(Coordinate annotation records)
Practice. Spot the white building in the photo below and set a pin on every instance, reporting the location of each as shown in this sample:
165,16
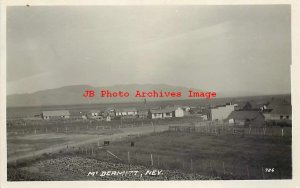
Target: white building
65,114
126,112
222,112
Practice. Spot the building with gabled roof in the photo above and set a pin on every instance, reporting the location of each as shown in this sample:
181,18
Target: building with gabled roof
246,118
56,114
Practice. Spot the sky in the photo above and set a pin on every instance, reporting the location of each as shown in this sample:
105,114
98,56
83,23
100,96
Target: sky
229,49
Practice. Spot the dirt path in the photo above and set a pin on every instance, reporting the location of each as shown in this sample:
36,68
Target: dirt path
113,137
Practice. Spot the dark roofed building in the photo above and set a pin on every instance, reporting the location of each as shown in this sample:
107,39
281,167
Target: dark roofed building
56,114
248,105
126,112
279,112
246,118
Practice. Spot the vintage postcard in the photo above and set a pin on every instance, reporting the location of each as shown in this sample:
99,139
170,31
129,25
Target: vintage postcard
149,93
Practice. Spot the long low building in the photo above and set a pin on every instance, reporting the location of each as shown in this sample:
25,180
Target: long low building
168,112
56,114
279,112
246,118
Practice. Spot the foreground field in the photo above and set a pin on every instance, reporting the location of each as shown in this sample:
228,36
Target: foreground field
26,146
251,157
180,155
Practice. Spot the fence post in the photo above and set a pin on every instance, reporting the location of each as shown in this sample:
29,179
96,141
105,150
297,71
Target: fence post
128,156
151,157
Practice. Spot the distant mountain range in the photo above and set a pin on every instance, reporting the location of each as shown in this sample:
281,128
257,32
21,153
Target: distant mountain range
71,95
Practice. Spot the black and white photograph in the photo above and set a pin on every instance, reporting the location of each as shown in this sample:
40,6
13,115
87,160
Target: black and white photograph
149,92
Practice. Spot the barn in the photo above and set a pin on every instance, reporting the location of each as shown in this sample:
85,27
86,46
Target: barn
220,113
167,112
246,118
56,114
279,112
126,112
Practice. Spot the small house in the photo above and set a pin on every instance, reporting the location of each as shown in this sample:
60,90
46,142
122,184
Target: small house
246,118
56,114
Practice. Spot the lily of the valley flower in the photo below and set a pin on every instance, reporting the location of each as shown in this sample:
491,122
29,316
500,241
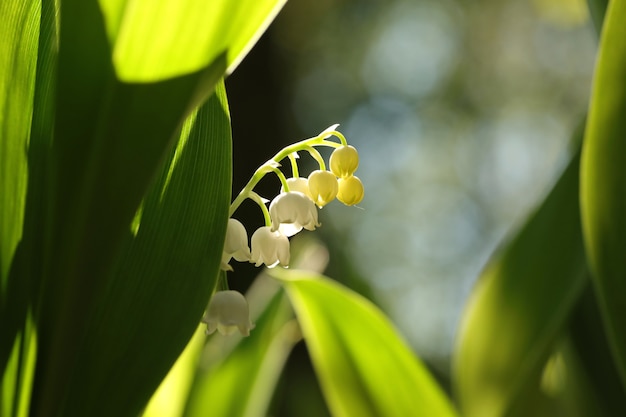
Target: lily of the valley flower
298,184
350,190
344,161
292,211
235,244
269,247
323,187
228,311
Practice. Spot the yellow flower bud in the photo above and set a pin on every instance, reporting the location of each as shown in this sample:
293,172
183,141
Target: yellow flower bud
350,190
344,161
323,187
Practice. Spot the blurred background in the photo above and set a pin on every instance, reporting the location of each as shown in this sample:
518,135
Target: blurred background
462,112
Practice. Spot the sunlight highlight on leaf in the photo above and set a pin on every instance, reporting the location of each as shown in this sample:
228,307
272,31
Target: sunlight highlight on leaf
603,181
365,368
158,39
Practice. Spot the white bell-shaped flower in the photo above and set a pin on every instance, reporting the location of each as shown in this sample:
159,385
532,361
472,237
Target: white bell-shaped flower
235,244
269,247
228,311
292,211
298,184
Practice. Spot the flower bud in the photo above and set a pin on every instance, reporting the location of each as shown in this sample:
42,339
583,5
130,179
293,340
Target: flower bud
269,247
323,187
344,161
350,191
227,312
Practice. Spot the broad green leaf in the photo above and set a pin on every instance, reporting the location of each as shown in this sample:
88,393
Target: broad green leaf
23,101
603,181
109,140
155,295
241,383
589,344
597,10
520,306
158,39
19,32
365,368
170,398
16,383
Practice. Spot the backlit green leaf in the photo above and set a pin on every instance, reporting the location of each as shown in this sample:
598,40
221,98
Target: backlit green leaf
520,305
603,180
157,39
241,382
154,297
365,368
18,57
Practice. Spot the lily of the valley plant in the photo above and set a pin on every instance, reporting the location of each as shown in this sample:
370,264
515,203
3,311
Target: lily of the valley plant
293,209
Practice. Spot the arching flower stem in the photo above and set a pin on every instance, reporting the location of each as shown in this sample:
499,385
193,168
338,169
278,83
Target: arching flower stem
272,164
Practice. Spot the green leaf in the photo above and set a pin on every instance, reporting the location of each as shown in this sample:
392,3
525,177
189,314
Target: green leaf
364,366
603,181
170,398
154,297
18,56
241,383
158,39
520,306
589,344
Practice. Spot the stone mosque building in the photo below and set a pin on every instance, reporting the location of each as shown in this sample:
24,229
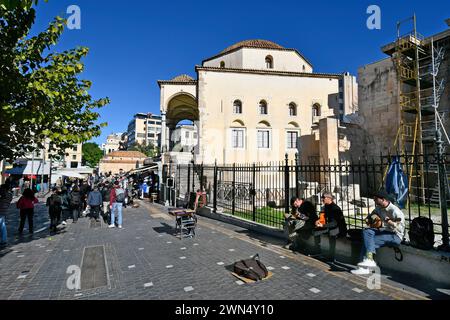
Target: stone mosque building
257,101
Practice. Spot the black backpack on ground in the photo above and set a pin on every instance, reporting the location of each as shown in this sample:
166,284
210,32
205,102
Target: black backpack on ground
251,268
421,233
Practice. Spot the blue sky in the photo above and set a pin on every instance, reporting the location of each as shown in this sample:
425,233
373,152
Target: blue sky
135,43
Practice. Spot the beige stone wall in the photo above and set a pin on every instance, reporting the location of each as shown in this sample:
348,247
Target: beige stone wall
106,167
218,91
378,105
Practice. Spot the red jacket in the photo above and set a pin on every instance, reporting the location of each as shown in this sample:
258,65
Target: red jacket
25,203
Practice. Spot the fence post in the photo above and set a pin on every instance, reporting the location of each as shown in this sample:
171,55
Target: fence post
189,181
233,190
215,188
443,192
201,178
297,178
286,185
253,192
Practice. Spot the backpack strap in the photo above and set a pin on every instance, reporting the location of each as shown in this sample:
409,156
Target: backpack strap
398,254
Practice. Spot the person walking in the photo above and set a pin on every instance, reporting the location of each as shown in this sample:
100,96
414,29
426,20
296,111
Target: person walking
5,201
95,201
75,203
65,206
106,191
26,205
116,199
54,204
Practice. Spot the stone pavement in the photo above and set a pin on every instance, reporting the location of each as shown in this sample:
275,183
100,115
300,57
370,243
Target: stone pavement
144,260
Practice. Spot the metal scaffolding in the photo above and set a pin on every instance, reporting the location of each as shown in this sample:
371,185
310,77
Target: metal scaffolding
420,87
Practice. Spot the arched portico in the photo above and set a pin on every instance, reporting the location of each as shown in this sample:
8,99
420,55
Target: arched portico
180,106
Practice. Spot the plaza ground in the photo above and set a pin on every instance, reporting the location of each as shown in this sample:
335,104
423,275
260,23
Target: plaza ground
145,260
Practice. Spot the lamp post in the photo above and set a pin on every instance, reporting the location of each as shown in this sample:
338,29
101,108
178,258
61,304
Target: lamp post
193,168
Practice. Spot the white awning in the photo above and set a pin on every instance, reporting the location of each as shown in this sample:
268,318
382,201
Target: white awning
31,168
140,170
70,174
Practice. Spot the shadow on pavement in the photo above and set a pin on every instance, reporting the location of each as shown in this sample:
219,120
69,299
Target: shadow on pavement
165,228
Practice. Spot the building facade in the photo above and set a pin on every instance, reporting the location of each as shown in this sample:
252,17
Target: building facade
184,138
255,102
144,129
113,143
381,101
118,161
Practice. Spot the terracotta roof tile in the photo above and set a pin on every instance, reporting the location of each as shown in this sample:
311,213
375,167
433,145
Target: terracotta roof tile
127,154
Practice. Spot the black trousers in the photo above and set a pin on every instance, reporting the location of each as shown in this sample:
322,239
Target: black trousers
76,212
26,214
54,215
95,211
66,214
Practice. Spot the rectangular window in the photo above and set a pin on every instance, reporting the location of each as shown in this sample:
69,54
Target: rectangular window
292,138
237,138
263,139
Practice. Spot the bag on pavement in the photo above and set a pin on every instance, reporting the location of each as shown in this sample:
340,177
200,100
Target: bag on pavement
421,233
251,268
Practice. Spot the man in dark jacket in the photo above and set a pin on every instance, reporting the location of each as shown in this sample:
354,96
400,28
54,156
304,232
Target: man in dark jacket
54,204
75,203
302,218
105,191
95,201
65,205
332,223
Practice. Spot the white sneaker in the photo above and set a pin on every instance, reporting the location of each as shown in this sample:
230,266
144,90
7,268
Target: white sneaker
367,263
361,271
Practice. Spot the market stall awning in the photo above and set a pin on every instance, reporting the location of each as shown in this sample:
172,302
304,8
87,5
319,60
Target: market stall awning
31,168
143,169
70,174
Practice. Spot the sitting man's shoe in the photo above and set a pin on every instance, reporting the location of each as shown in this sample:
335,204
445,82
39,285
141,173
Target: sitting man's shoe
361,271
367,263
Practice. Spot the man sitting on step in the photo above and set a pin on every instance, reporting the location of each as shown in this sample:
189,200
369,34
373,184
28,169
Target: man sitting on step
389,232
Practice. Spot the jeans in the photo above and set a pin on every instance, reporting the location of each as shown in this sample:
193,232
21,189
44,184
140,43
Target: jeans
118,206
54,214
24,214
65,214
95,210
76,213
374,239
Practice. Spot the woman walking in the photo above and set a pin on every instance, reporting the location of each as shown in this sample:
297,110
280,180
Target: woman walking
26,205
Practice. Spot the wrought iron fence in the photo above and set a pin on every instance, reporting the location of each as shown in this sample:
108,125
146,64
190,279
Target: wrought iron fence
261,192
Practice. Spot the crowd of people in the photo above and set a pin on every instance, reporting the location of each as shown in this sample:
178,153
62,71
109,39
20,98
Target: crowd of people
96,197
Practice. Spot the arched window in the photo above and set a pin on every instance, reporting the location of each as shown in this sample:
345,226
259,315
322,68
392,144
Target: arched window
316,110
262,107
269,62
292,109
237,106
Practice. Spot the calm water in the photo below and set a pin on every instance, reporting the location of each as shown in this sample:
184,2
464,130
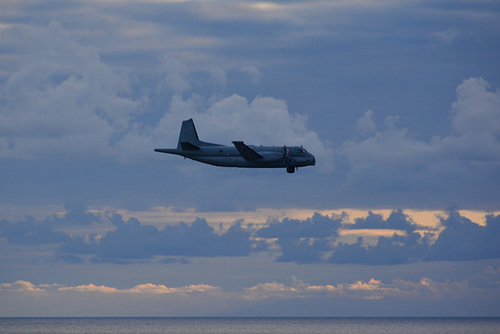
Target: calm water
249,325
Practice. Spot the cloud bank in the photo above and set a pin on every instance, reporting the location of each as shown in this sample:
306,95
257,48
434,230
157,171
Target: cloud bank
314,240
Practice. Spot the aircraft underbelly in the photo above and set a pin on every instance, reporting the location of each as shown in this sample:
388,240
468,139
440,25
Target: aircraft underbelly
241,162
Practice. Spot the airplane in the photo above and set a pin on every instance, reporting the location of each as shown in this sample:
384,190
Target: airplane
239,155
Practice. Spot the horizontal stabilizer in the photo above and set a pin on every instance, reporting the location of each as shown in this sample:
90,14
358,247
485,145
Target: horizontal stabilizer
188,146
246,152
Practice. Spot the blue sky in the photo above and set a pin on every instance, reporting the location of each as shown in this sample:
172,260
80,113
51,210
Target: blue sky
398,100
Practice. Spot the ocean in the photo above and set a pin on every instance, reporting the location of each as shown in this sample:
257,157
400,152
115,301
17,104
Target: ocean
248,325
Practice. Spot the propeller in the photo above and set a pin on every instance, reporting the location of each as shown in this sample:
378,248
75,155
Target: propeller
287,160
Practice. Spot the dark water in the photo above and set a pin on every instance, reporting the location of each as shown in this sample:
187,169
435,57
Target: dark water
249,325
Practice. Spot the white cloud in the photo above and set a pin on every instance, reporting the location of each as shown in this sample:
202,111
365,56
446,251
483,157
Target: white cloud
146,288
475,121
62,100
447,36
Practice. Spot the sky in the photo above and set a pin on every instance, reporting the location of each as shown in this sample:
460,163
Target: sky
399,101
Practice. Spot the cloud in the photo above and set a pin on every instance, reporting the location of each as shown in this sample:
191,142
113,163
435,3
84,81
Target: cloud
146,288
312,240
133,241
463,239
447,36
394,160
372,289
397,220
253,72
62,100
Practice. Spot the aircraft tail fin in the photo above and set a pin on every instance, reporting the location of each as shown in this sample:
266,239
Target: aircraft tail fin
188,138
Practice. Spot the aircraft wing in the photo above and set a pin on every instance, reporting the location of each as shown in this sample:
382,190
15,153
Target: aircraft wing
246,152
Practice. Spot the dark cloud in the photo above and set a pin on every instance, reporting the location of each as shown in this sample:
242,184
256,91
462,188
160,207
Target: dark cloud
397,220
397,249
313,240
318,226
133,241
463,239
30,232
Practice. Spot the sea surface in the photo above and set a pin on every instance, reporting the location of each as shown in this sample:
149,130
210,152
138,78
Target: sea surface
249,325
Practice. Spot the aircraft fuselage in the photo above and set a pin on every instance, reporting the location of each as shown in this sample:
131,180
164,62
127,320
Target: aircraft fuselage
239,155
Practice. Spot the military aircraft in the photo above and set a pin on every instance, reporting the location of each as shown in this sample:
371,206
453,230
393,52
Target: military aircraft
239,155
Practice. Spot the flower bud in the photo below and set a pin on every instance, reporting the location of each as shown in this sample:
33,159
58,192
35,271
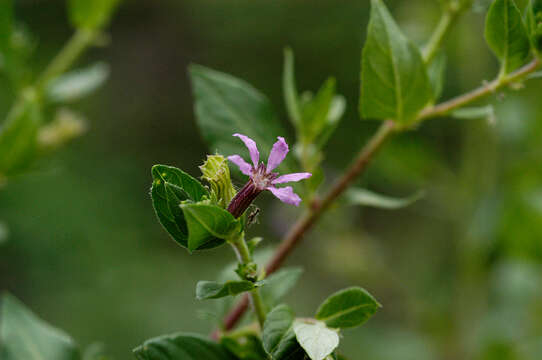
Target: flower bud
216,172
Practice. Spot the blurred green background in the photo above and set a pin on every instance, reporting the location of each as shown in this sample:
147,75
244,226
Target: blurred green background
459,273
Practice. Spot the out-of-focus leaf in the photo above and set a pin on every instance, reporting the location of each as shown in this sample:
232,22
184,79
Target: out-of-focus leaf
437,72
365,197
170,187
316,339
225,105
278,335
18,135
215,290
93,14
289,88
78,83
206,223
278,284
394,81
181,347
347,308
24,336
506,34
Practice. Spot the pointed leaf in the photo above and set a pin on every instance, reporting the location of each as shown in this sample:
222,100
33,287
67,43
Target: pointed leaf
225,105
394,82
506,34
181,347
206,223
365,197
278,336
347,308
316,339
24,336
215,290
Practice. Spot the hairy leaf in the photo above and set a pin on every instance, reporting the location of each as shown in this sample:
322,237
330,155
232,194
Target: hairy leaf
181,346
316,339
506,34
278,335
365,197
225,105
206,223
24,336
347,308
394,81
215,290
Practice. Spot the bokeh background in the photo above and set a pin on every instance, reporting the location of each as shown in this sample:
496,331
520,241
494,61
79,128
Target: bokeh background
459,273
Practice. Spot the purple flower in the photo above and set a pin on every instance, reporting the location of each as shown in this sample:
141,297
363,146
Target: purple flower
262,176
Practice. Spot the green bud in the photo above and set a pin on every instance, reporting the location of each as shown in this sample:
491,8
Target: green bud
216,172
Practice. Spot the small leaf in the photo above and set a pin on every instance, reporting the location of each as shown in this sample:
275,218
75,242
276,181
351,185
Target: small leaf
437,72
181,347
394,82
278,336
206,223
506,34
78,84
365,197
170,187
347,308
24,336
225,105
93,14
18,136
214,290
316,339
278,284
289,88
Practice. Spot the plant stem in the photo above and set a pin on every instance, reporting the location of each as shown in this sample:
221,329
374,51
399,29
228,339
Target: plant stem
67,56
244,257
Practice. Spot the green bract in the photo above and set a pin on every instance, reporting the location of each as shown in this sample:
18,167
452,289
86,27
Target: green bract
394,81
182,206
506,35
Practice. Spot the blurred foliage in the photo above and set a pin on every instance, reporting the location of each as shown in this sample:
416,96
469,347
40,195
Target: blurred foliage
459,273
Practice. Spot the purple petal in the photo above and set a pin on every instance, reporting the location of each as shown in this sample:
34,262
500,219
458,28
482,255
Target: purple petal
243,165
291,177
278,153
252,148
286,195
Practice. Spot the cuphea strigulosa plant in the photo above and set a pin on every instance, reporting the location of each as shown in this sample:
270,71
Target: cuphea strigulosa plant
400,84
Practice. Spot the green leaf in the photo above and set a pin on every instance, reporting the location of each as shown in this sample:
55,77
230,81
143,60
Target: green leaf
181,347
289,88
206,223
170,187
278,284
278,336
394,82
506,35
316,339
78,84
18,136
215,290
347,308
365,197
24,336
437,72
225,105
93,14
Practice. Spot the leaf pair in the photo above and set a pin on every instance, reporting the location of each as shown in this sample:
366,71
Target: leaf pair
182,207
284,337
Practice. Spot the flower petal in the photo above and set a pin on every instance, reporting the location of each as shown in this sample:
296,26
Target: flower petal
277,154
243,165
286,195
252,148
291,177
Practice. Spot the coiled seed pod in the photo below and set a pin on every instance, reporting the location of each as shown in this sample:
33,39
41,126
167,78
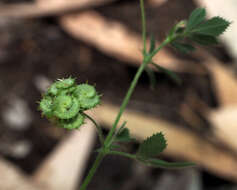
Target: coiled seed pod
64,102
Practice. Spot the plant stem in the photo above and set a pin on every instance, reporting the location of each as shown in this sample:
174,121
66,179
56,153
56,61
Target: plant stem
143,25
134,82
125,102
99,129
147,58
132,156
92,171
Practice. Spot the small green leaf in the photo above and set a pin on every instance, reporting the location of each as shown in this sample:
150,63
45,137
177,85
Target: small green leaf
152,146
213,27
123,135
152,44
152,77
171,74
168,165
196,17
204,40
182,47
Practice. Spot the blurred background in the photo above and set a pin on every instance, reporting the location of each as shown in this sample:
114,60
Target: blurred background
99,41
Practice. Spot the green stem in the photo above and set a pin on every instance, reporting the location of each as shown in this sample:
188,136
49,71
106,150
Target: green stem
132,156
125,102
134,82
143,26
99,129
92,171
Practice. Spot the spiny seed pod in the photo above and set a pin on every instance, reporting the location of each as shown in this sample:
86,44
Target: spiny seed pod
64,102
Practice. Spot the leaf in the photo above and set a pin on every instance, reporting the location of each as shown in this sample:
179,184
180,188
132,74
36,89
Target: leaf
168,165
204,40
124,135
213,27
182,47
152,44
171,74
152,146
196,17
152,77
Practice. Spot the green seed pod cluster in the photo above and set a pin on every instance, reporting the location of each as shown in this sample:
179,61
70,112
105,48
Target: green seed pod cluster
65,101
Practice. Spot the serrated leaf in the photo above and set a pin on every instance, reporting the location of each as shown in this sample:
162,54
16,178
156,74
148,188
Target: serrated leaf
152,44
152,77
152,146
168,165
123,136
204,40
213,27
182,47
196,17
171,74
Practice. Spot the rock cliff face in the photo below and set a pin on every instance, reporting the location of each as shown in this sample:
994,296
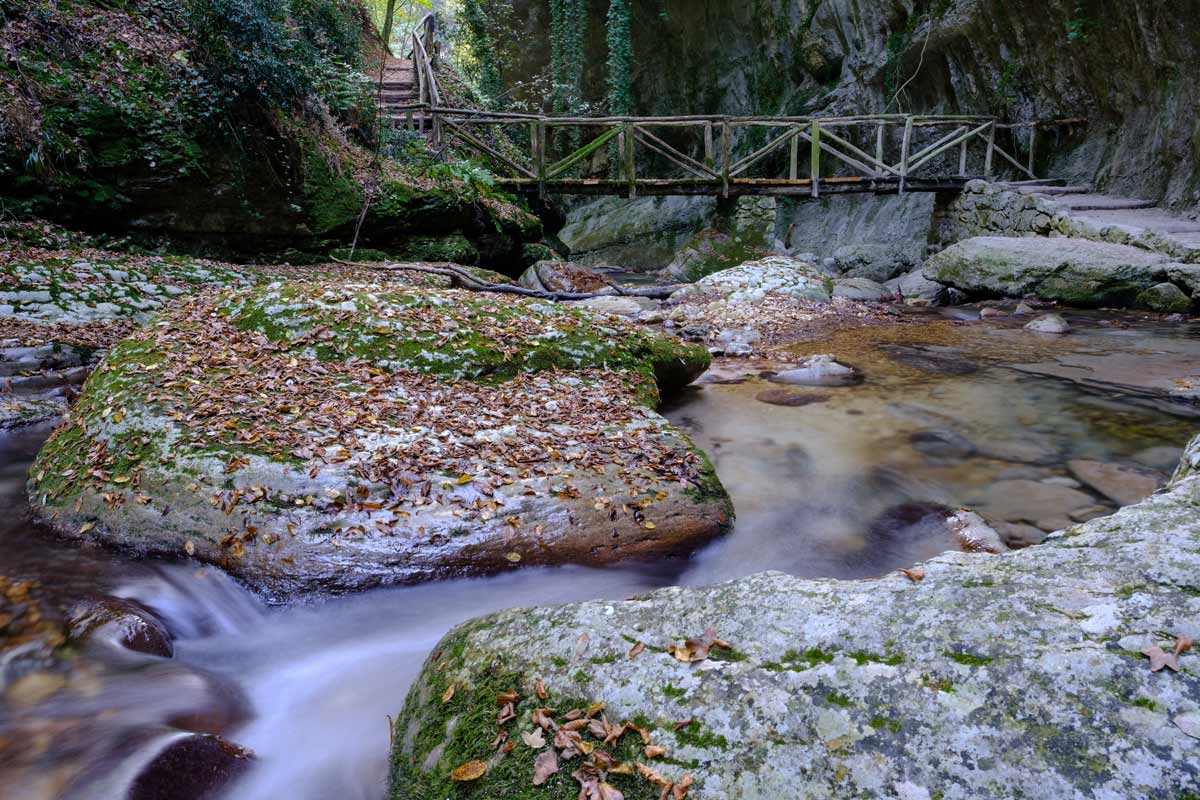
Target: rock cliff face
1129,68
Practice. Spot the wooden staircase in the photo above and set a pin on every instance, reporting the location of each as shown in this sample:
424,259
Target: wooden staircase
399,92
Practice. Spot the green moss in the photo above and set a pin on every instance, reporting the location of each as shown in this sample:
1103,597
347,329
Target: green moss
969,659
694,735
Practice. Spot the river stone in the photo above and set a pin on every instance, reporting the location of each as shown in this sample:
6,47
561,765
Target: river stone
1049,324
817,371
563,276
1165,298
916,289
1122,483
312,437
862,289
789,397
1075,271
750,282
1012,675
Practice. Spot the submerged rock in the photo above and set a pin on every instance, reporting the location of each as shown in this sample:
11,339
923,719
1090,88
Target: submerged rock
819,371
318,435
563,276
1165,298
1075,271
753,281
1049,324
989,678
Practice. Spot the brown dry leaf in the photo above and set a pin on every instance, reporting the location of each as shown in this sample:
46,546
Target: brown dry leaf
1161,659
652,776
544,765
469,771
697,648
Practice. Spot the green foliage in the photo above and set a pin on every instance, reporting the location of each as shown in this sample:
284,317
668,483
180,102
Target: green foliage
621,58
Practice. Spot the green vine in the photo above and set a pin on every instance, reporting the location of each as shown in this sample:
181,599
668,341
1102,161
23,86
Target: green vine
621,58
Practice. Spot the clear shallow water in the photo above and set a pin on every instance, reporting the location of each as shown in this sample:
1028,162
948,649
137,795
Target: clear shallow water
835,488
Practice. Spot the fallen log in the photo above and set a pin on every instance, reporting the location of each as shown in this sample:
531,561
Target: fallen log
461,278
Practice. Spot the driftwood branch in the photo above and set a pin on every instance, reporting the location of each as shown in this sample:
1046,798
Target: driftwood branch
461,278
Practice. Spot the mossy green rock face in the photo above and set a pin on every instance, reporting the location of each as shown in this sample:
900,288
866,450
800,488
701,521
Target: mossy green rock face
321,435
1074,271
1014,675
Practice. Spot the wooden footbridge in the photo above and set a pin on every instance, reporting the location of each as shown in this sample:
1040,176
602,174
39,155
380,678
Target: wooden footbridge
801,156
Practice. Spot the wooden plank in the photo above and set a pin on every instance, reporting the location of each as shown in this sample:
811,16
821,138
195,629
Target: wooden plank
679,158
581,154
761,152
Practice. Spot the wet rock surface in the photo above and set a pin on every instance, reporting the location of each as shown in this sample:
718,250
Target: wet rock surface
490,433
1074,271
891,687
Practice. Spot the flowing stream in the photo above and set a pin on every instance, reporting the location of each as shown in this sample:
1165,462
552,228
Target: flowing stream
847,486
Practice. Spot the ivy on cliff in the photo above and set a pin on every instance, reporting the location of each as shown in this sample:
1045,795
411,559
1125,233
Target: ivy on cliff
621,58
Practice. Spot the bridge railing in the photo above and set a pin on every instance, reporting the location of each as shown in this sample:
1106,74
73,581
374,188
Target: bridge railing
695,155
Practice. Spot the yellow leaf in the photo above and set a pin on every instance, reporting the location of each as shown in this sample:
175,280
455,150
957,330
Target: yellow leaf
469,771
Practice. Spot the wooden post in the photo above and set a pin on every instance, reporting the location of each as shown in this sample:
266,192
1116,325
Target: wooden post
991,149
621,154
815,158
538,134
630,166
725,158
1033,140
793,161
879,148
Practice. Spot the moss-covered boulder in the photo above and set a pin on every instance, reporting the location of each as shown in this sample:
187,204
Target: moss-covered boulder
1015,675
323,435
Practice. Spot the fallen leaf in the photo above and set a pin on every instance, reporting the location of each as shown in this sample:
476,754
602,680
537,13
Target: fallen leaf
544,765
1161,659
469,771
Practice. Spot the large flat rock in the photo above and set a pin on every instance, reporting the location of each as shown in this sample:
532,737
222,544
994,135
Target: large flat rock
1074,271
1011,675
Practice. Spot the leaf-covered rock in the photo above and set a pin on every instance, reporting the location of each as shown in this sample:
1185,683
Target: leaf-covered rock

- _Description of the task_
Reproduce exactly the part of the records above that opens with the line containing "Practice. Spot the fallen leaf" and runs through the end of the records.

- _Expected answer_
Practice. Spot the fallen leaf in the photo above and set a pin on every instance, reporting the location of each as shown in this sample:
476,754
602,680
537,13
Target: fallen leaf
544,765
1161,659
469,771
Practice. Spot the large flat rock in the photo above and set a pin on every instance, reporting the location of each as shown in this sample:
532,737
222,544
994,135
Target: large flat rock
1074,271
1011,675
Practice. Spot the leaf-covered rock in the photo above and set a pin on every instance, reporting the location of each as shown in this sample:
1185,683
Target: leaf-covered rock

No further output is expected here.